Doch die „Jakobpassage“ rechnete sich nicht, sie ist seit drei Jahren dicht. Auch mit dem Lokal hatte das Trio keinen Erfolg, bald wurde Enrico Merker der neue Betreiber. Er führte es eine Zeit lang sehr erfolgreich, doch dann kam Corona und damit das Aus für das Restaurant: Es ist bis heute dicht. Und von „Jakobs Enkel“ ist heute nur noch „Franzis Kinderfachgeschäft“ übrig.

Viele haben ähnliche Kundschaft

Ist also die Idee der Belebung der unteren Jakobstraße gescheitert? Oder ist von der Euphorie der Anfangszeit noch viel übrig? „Wir waren ja am Anfang noch gar nicht dabei“, sagt Daniel Seitz: „Aber bei uns läuft es momentan sehr gut und wir hoffen, dass es so bleibt.“ Die Lage sei gut. Im Umfeld gibt es Läden wie das Bekleidungsgeschäft Mayerei, das Sportgeschäft Muskelkater oder den Unverpackt-Laden. Sie alle sprechen eine ähnliche Kundschaft an. „Das ist die gleiche Art, einzukaufen“, sagt Daniel Seitz: „Überlegtes Einkaufen, nicht nach Schnäppchen gucken, auch mal einen Euro mehr ausgeben.“ Alle Läden seien privat geführt, man kenne die Inhaber.
================================
### GESTELLTE AUFGABE 1
Geben Sie aus dem Textauszug über die Jakobstraße den Abschnitt von „Viele haben ähnliche“ bis „kenne die Inhaber.“ wortgetreu wieder.
Der Textauszug und die Auflistung haben inhaltlich nichts miteinander zu tun.

### DATENSÄTZE
================================
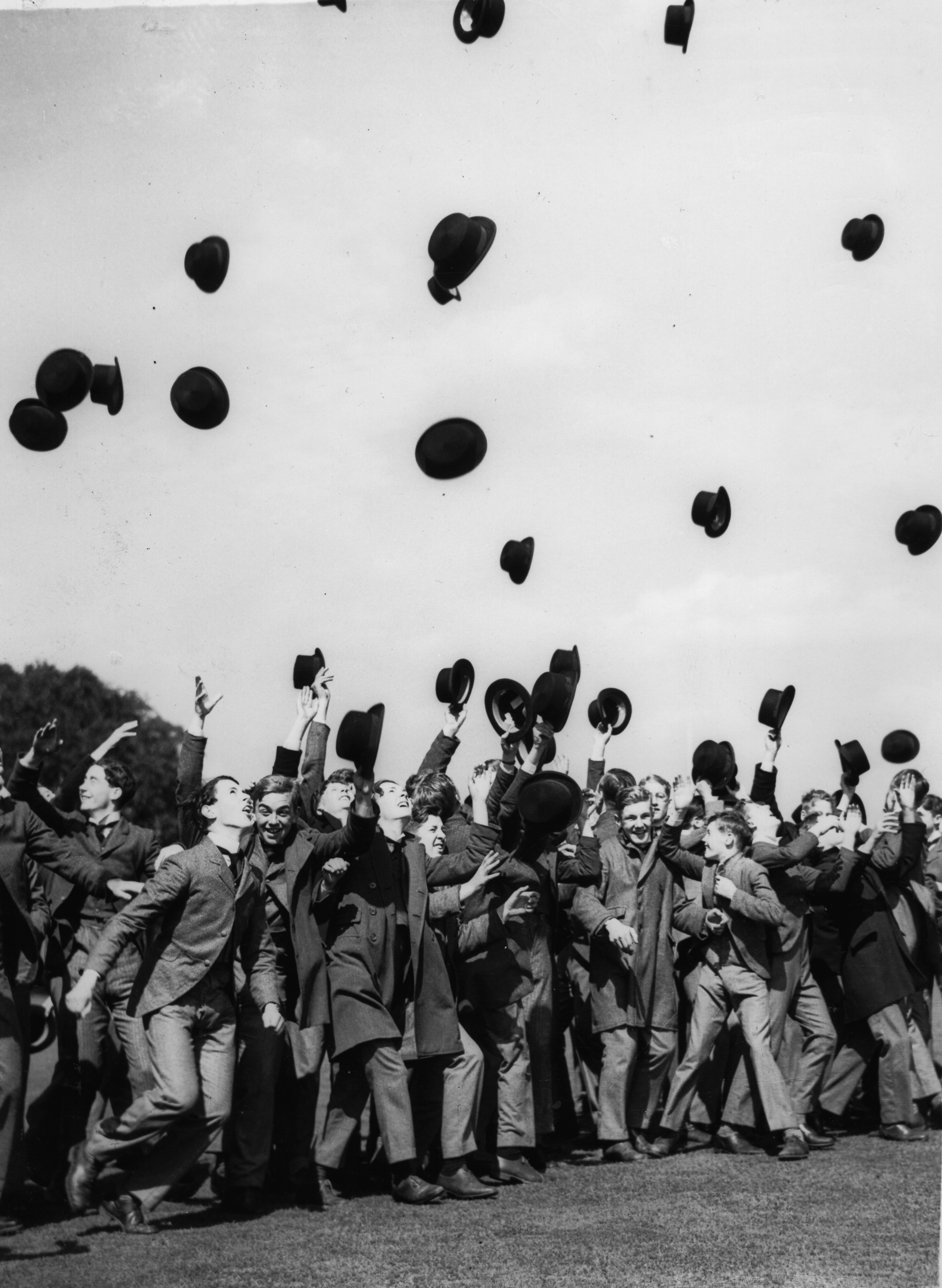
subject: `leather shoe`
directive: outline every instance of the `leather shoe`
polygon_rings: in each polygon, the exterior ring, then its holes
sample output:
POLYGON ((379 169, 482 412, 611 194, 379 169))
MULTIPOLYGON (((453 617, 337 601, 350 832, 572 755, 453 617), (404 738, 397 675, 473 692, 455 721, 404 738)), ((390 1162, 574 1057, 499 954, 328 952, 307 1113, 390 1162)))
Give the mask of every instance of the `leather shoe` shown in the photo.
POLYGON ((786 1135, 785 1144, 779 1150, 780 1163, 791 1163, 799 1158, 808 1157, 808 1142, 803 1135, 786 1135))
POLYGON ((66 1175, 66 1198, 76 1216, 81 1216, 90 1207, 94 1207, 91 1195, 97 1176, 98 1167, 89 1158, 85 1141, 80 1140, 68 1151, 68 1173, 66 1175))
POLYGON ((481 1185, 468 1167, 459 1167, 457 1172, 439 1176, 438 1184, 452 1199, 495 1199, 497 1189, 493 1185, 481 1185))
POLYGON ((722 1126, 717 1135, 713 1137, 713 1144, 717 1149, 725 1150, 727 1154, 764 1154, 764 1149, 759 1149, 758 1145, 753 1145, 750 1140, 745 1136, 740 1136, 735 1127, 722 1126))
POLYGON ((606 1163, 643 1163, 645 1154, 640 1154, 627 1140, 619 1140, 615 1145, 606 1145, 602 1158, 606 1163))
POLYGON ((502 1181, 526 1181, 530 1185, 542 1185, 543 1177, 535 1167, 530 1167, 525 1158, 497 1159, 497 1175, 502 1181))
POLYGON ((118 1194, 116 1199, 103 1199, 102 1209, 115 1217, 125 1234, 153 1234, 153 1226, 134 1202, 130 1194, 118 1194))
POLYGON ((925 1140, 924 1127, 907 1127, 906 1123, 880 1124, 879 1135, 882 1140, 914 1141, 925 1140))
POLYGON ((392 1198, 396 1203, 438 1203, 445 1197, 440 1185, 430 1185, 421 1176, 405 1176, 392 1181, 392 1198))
================================
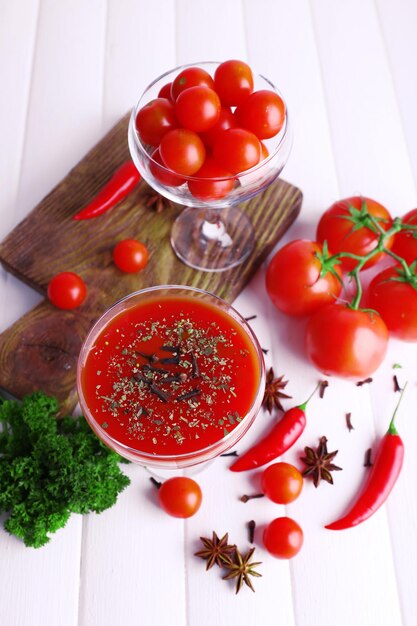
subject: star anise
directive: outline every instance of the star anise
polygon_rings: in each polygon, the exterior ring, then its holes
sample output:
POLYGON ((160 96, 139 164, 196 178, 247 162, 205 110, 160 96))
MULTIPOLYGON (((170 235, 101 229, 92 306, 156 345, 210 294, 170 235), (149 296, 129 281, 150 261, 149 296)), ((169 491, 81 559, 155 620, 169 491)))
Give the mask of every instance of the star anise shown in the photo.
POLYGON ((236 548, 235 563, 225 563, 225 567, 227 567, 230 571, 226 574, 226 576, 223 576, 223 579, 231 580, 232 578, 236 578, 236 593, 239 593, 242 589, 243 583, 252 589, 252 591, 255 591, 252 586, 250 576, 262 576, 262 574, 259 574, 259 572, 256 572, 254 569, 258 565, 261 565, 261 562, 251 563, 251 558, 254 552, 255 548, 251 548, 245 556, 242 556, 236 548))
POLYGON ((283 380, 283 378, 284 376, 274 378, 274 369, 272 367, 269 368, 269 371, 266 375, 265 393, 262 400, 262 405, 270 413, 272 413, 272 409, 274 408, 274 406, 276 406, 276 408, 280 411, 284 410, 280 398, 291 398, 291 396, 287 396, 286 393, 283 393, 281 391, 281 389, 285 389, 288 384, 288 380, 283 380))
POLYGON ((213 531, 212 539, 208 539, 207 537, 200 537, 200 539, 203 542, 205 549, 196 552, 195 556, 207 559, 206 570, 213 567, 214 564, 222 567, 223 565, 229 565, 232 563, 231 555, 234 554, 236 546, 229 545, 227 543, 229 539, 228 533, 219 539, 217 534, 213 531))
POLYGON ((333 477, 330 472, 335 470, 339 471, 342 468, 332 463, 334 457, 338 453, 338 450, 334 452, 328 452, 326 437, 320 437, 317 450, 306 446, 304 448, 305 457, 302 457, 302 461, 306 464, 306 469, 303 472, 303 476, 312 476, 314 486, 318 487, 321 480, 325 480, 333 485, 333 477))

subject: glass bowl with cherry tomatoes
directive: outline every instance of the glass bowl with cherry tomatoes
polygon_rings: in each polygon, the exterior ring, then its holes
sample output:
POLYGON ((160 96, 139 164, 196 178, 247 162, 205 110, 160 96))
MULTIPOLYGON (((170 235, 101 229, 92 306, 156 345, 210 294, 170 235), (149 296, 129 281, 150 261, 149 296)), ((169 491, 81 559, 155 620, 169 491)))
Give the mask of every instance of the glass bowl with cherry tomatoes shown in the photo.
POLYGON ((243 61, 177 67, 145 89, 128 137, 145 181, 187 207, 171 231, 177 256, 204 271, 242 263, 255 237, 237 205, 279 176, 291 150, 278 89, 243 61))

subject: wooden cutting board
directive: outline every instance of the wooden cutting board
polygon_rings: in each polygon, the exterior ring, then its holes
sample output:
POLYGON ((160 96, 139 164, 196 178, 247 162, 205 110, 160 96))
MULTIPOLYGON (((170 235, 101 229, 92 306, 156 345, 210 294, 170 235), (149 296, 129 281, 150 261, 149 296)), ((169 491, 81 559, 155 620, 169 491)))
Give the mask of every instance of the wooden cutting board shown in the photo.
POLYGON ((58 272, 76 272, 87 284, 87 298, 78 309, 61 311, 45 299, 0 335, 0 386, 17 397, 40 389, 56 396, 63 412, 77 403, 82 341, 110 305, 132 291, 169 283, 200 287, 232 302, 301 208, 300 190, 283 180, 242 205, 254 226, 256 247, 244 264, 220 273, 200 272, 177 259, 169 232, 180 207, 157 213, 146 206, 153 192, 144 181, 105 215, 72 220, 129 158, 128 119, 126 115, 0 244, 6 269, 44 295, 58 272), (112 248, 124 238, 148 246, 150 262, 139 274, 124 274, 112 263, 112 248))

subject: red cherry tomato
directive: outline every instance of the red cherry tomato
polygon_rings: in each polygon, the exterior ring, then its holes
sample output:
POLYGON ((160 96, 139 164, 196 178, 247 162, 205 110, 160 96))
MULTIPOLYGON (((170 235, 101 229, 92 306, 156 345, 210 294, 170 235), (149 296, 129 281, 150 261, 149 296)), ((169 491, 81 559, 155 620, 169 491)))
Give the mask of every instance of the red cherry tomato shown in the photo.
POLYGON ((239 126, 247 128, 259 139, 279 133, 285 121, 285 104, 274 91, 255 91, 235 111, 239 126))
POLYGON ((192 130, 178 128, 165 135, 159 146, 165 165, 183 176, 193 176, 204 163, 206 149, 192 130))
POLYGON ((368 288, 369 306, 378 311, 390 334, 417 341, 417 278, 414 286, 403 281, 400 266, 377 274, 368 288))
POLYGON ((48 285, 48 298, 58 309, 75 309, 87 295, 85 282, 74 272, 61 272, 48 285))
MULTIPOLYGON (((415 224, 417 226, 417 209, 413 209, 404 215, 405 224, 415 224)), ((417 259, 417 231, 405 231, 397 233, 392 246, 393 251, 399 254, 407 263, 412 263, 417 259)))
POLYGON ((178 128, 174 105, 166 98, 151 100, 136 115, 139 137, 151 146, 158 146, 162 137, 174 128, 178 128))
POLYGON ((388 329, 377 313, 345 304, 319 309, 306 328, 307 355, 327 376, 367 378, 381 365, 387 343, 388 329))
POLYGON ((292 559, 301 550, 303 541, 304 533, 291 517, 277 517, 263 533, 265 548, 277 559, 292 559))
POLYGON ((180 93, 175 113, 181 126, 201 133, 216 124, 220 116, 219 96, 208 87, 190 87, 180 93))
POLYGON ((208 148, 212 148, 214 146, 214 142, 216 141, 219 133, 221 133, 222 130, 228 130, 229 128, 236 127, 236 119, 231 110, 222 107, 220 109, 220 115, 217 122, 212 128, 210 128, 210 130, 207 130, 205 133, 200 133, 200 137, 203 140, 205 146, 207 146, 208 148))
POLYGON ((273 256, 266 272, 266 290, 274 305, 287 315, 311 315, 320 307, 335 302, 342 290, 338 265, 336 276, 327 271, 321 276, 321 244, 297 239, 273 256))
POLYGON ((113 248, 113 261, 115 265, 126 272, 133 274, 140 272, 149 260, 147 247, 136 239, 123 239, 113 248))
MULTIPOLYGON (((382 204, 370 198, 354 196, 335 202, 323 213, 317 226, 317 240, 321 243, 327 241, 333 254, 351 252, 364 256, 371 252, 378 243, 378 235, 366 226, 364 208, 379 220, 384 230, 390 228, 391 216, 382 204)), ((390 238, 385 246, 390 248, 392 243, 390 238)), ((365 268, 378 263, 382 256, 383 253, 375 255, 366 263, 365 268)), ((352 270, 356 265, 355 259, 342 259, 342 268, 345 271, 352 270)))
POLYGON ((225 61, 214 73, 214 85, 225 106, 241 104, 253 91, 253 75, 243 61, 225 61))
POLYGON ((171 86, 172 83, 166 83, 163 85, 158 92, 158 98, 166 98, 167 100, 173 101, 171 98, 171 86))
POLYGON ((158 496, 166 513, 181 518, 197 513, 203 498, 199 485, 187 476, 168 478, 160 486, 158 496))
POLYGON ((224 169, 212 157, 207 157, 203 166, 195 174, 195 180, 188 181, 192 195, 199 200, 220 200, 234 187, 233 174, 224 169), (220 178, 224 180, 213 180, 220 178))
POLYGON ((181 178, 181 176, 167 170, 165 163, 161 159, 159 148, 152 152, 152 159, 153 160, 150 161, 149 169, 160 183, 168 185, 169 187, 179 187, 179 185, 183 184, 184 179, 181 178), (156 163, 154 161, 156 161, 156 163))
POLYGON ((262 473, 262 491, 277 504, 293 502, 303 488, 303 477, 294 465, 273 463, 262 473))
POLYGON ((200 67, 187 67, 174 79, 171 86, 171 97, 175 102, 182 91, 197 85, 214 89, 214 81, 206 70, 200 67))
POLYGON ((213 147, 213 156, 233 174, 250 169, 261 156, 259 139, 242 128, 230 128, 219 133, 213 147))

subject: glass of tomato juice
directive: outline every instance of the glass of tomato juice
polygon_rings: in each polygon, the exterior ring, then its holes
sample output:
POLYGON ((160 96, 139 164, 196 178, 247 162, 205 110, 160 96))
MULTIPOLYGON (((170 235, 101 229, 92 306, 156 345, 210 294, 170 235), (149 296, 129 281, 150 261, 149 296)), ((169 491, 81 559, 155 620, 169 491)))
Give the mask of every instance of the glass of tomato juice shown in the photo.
================================
### GESTELLTE AUFGABE 2
Stellen Sie nur die Zeilen der Auflistung von der Zeile mit „subject: star anise“ bis zur Zeile mit „POLYGON ((283 380, 283“ als nummerierte Liste dar, beide Zeilen eingeschlossen und ohne Leerzeilen.

### VOLLSTÄNDIGE AUSGABE 1
Viele haben ähnliche Kundschaft

Ist also die Idee der Belebung der unteren Jakobstraße gescheitert? Oder ist von der Euphorie der Anfangszeit noch viel übrig? „Wir waren ja am Anfang noch gar nicht dabei“, sagt Daniel Seitz: „Aber bei uns läuft es momentan sehr gut und wir hoffen, dass es so bleibt.“ Die Lage sei gut. Im Umfeld gibt es Läden wie das Bekleidungsgeschäft Mayerei, das Sportgeschäft Muskelkater oder den Unverpackt-Laden. Sie alle sprechen eine ähnliche Kundschaft an. „Das ist die gleiche Art, einzukaufen“, sagt Daniel Seitz: „Überlegtes Einkaufen, nicht nach Schnäppchen gucken, auch mal einen Euro mehr ausgeben.“ Alle Läden seien privat geführt, man kenne die Inhaber.

### VOLLSTÄNDIGE AUSGABE 2
1. subject: star anise
2. directive: outline every instance of the star anise
3. polygon_rings: in each polygon, the exterior ring, then its holes
4. sample output:
5. POLYGON ((160 96, 139 164, 196 178, 247 162, 205 110, 160 96))
6. MULTIPOLYGON (((170 235, 101 229, 92 306, 156 345, 210 294, 170 235), (149 296, 129 281, 150 261, 149 296)), ((169 491, 81 559, 155 620, 169 491)))
7. Give the mask of every instance of the star anise shown in the photo.
8. POLYGON ((236 548, 235 563, 225 563, 225 567, 227 567, 230 571, 226 574, 226 576, 223 576, 223 579, 231 580, 232 578, 236 578, 236 593, 239 593, 242 589, 243 583, 252 589, 252 591, 255 591, 252 586, 250 576, 262 576, 262 574, 259 574, 259 572, 256 572, 254 569, 258 565, 261 565, 261 562, 251 563, 251 558, 254 552, 255 548, 251 548, 245 556, 242 556, 236 548))
9. POLYGON ((283 380, 283 378, 284 376, 274 378, 274 369, 272 367, 269 368, 269 371, 266 375, 265 393, 262 400, 262 405, 270 413, 272 413, 272 409, 274 408, 274 406, 276 406, 276 408, 280 411, 284 410, 280 398, 291 398, 291 396, 287 396, 286 393, 283 393, 281 391, 281 389, 285 389, 288 384, 288 380, 283 380))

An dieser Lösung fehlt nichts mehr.